[Collected data]
—————
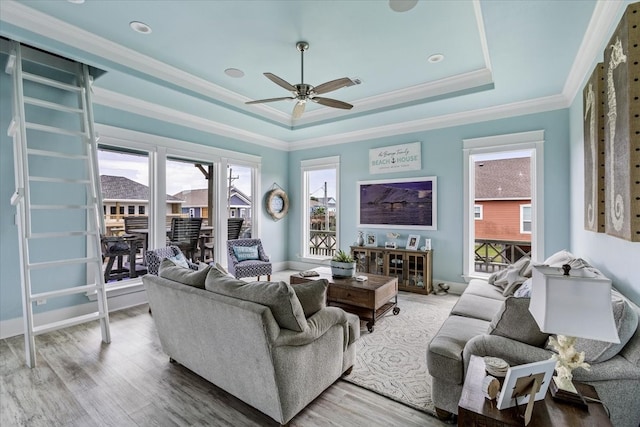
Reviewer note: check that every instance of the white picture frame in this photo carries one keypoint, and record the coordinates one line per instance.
(517, 376)
(413, 241)
(371, 239)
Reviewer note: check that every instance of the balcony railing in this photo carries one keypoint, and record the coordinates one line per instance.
(322, 242)
(493, 255)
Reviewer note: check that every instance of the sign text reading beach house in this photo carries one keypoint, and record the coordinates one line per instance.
(397, 158)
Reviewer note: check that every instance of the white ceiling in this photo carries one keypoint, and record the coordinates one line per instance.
(501, 58)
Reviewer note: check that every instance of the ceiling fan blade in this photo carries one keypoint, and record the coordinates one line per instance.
(260, 101)
(332, 103)
(298, 110)
(333, 85)
(280, 82)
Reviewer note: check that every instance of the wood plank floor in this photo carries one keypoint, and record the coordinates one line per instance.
(80, 381)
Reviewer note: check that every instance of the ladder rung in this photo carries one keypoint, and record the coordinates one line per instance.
(64, 292)
(71, 261)
(47, 153)
(50, 82)
(52, 129)
(60, 207)
(59, 180)
(57, 234)
(51, 105)
(48, 327)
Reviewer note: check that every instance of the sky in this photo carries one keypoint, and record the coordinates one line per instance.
(183, 175)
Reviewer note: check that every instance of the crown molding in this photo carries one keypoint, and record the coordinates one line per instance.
(55, 29)
(603, 18)
(154, 111)
(533, 106)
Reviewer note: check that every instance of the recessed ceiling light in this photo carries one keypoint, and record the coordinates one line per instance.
(234, 72)
(140, 27)
(438, 57)
(402, 5)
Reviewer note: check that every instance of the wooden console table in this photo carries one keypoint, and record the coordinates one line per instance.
(476, 410)
(412, 268)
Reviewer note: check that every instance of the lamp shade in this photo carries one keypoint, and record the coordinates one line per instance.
(578, 305)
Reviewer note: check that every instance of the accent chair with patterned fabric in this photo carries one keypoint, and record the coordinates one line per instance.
(247, 258)
(155, 257)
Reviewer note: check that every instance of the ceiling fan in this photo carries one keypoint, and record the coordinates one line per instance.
(303, 92)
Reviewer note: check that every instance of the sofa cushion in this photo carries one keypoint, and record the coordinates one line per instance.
(444, 357)
(312, 296)
(626, 320)
(511, 277)
(482, 288)
(476, 306)
(244, 253)
(514, 321)
(278, 296)
(171, 271)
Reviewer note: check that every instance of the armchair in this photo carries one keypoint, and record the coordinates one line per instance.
(246, 258)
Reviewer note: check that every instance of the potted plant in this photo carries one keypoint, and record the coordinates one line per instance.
(342, 264)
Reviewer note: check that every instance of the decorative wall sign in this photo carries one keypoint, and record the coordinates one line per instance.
(277, 203)
(593, 121)
(397, 158)
(398, 203)
(622, 129)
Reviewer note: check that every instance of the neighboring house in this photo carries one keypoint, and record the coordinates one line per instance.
(503, 199)
(196, 204)
(122, 197)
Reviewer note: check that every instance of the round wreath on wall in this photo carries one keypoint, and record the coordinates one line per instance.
(277, 203)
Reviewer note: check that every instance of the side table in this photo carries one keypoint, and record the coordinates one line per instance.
(476, 410)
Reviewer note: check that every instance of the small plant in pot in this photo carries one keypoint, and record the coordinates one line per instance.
(342, 264)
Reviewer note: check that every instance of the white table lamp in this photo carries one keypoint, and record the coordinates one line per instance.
(571, 304)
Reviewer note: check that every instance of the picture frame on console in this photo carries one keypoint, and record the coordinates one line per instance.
(412, 242)
(406, 203)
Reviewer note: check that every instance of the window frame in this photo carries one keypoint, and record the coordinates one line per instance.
(532, 141)
(522, 220)
(323, 163)
(480, 211)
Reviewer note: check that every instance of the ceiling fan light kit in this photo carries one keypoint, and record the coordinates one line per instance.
(302, 92)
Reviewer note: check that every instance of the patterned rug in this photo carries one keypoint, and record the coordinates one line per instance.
(391, 361)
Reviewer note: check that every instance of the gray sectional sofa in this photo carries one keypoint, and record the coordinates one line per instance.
(270, 346)
(486, 322)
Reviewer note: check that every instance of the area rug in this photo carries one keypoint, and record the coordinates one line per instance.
(391, 361)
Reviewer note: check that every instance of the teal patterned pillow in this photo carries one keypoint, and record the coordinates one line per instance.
(244, 253)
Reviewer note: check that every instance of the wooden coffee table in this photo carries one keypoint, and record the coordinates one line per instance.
(370, 299)
(475, 410)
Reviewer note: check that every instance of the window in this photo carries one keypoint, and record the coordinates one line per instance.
(477, 212)
(505, 173)
(320, 213)
(525, 219)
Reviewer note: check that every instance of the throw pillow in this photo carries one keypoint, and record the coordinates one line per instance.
(244, 253)
(187, 276)
(514, 321)
(312, 296)
(524, 291)
(626, 320)
(179, 260)
(278, 296)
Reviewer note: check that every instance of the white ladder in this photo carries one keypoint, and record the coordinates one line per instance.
(57, 196)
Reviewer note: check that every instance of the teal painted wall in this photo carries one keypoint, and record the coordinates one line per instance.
(442, 157)
(274, 169)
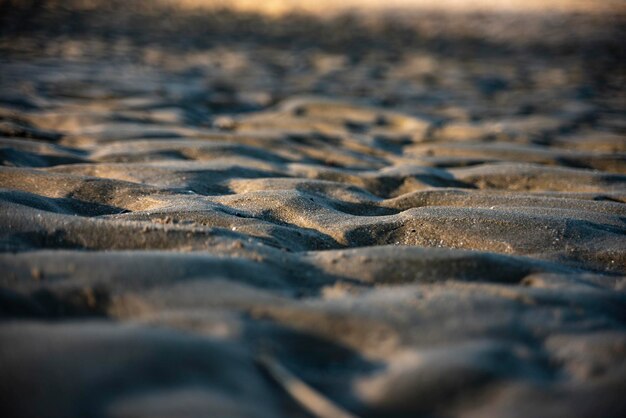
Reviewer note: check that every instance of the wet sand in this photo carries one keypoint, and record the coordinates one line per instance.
(380, 224)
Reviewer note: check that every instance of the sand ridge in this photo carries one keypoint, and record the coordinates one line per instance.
(423, 235)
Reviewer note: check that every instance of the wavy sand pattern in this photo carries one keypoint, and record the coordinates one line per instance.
(421, 235)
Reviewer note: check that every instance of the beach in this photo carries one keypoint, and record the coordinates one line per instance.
(226, 213)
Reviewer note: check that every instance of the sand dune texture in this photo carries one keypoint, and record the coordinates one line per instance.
(246, 231)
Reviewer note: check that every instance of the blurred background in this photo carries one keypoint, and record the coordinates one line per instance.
(462, 59)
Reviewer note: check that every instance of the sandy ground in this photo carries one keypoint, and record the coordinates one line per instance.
(224, 215)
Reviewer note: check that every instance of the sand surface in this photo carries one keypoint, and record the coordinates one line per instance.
(246, 223)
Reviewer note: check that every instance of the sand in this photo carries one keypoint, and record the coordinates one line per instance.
(246, 227)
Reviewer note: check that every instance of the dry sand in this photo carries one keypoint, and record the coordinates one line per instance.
(246, 223)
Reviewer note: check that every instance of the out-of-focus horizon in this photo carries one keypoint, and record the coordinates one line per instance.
(332, 6)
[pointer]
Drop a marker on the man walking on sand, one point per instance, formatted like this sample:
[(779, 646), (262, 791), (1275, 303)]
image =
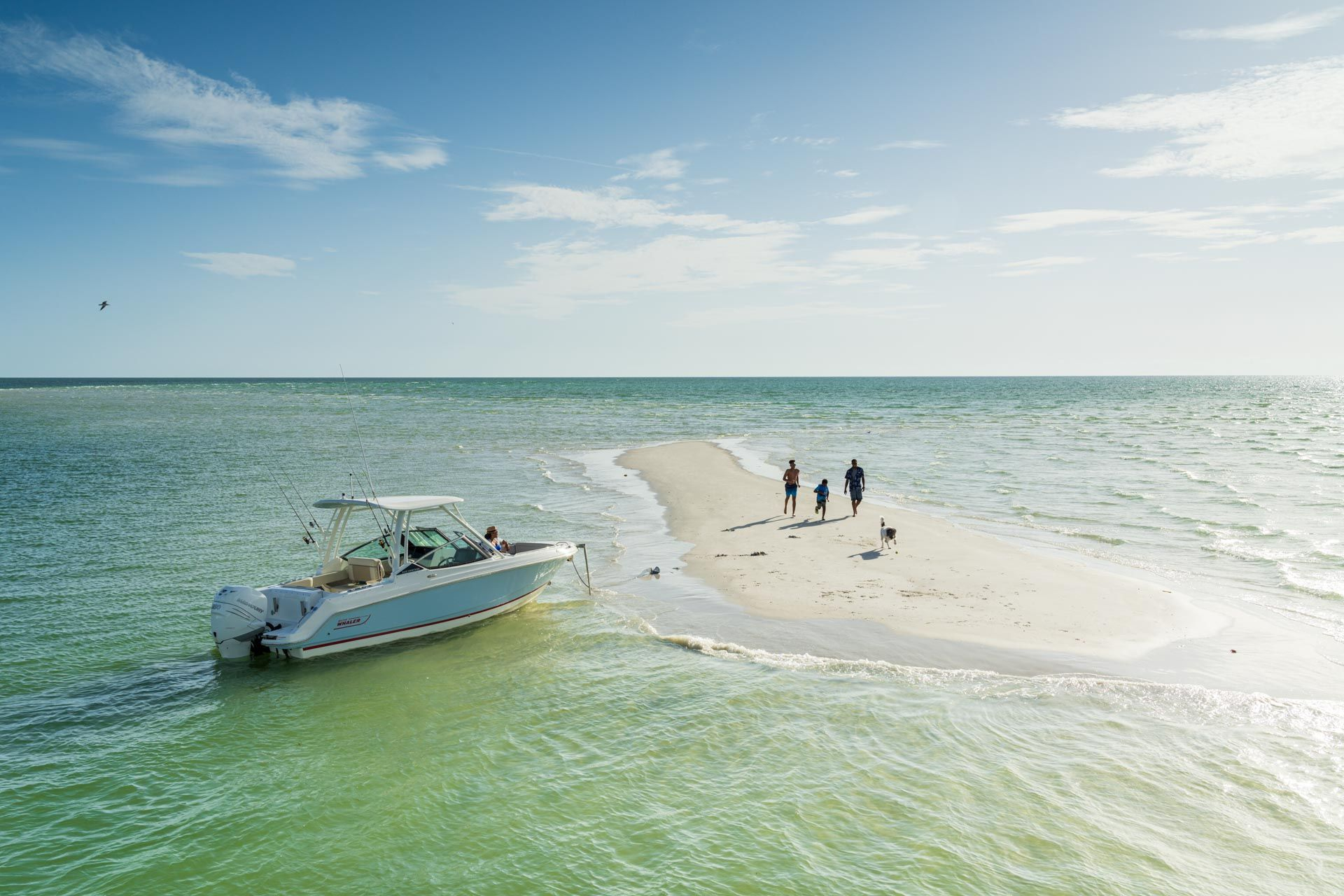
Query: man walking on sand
[(790, 488), (854, 482)]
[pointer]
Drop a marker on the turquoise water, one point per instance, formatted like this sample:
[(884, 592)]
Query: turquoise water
[(651, 739)]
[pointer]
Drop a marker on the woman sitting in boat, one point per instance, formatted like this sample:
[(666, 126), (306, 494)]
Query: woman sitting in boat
[(493, 540)]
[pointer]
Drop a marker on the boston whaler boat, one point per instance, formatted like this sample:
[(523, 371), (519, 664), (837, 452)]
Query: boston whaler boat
[(410, 580)]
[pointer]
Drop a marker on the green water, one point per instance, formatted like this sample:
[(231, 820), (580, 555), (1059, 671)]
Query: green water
[(648, 741)]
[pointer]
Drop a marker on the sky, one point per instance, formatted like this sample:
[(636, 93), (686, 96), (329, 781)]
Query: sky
[(694, 188)]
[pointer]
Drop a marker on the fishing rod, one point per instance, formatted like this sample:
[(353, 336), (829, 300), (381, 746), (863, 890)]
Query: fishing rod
[(384, 519), (308, 536)]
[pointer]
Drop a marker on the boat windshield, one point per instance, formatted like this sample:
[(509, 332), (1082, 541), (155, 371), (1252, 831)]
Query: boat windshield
[(419, 543), (456, 551)]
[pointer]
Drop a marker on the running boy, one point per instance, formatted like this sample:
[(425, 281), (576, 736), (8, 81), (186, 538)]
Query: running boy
[(790, 486), (823, 493)]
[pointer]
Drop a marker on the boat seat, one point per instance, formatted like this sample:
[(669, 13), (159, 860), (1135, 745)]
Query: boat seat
[(319, 580), (366, 570)]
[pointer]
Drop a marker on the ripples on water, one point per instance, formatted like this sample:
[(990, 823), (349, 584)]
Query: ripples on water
[(571, 747)]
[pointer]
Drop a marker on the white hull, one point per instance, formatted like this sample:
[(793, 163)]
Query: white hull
[(417, 631)]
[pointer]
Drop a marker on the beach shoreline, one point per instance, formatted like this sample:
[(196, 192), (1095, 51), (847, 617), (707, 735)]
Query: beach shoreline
[(939, 582)]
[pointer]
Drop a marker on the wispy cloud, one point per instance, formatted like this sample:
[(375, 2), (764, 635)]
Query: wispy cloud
[(304, 140), (242, 264), (914, 255), (1040, 265), (561, 277), (660, 164), (806, 141), (1288, 26), (1175, 222), (610, 207), (869, 216), (910, 144), (417, 153), (1281, 120), (188, 178)]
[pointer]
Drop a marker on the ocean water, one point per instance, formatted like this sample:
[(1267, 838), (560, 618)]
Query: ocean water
[(651, 739)]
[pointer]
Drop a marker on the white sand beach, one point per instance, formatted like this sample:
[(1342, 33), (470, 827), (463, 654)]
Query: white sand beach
[(940, 580)]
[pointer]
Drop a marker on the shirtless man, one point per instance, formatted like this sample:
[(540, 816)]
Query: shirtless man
[(790, 488), (854, 484)]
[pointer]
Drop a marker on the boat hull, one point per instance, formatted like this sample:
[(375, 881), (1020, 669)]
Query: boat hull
[(419, 613)]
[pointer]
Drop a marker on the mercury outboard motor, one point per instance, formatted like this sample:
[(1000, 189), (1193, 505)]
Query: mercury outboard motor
[(237, 620)]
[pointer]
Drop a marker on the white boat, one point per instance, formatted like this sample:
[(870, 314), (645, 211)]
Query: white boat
[(407, 582)]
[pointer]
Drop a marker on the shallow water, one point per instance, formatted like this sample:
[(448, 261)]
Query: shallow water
[(651, 739)]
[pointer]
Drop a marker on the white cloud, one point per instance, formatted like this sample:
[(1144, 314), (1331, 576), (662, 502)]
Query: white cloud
[(1278, 121), (869, 216), (803, 311), (806, 141), (910, 144), (242, 264), (1289, 26), (304, 139), (1317, 235), (888, 234), (1040, 265), (910, 257), (417, 155), (561, 277), (662, 164), (1180, 223), (610, 207)]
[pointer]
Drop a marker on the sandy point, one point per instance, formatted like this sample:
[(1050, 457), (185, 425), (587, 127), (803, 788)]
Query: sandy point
[(940, 580)]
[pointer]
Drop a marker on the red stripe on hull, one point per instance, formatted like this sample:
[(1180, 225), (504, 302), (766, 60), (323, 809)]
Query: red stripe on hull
[(378, 634)]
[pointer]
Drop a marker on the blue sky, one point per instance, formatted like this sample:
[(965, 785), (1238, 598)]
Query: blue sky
[(889, 188)]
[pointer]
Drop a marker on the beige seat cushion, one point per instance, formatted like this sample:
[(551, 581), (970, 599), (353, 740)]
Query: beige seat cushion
[(318, 580), (366, 570)]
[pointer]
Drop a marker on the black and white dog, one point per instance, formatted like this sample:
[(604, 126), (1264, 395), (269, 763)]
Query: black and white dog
[(886, 533)]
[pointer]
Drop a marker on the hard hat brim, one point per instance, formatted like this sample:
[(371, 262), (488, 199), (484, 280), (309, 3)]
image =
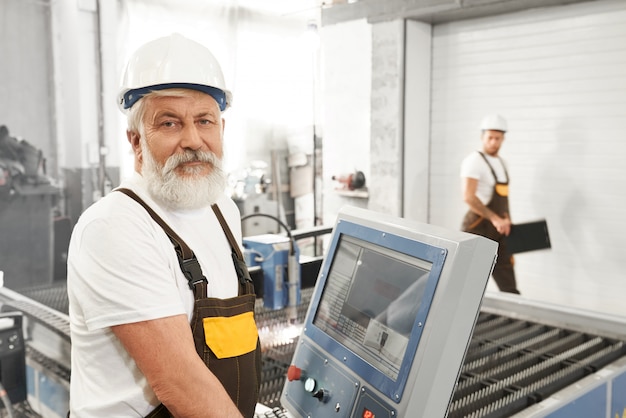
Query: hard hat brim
[(131, 96)]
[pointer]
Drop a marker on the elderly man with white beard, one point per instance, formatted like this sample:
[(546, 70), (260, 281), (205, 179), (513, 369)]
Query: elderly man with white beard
[(161, 303)]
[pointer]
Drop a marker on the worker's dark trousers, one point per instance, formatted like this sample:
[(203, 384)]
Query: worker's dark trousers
[(503, 272)]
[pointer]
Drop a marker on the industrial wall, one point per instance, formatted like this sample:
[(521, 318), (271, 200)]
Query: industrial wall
[(558, 76)]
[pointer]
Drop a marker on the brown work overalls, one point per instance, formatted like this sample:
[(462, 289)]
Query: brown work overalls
[(503, 272), (224, 331)]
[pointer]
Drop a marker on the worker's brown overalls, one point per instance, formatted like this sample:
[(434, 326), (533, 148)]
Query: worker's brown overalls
[(503, 272), (224, 331)]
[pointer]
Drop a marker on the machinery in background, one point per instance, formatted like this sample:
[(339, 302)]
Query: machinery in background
[(279, 259), (389, 321), (12, 360)]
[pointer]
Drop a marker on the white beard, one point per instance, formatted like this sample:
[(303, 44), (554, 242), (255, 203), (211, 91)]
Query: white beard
[(183, 193)]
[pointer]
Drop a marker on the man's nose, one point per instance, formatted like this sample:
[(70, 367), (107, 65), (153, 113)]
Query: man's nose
[(191, 138)]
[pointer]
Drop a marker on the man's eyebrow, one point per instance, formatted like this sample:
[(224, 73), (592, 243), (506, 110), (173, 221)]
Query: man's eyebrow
[(204, 114), (167, 114)]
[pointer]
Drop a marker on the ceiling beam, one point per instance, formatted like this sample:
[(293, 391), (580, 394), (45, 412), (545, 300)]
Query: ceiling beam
[(429, 11)]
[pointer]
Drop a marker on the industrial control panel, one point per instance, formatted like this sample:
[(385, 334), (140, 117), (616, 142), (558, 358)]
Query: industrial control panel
[(390, 319)]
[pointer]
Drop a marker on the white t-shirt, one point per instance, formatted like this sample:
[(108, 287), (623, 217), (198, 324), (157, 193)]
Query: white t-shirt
[(122, 268), (475, 167)]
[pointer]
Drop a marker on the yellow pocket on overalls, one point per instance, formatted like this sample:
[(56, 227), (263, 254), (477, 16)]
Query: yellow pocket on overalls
[(231, 336)]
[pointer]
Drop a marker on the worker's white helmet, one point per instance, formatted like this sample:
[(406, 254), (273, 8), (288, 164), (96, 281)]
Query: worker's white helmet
[(493, 123), (172, 62)]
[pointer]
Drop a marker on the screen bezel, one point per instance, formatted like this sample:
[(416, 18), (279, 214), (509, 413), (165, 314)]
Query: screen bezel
[(389, 241)]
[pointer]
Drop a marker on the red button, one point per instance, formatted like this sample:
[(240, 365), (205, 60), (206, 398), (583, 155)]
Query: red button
[(294, 373)]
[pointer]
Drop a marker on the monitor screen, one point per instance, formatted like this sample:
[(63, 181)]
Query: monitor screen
[(370, 301)]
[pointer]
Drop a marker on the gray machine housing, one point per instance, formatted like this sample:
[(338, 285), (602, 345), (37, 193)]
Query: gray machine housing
[(330, 379)]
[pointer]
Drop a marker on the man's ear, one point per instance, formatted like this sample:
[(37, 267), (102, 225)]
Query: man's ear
[(135, 142)]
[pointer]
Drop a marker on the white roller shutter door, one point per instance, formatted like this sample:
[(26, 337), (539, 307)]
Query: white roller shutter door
[(559, 76)]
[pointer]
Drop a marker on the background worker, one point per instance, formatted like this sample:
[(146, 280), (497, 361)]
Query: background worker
[(485, 182), (134, 353)]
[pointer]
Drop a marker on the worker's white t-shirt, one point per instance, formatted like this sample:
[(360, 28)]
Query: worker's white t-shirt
[(475, 167), (122, 268)]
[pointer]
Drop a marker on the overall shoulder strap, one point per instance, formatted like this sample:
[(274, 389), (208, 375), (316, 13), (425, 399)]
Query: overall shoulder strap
[(506, 174), (186, 258), (227, 231), (245, 281)]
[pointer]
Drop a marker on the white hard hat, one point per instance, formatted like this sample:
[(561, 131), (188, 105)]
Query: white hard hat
[(172, 62), (493, 123)]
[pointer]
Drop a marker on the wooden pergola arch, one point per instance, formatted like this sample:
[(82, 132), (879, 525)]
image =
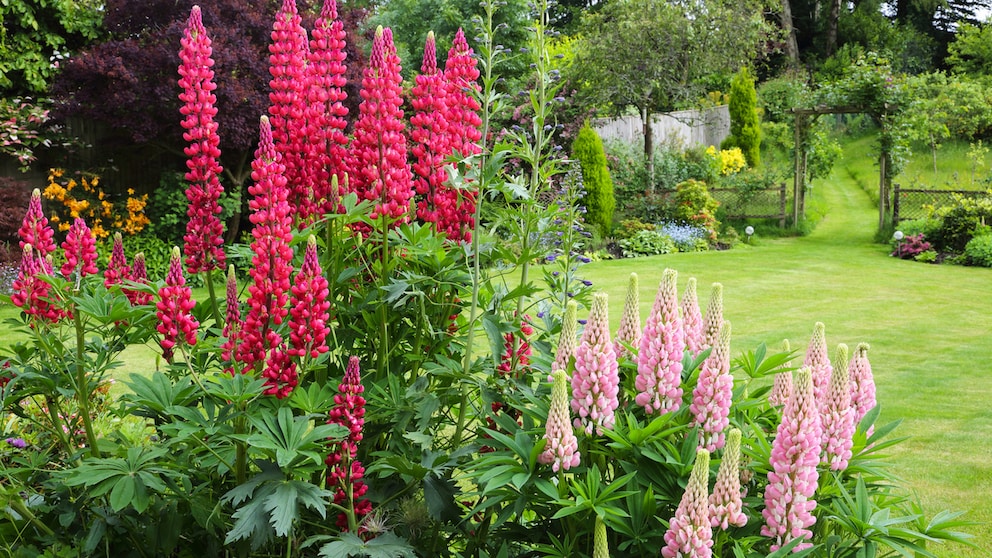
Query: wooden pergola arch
—————
• _Work instruction_:
Wherever the word "pergola" occurs in the data, copy that whole line.

• _Task solution_:
Drop a marker on the wooden pergola arch, one point per instance, formatted like this sample:
Query: wooden pergola arch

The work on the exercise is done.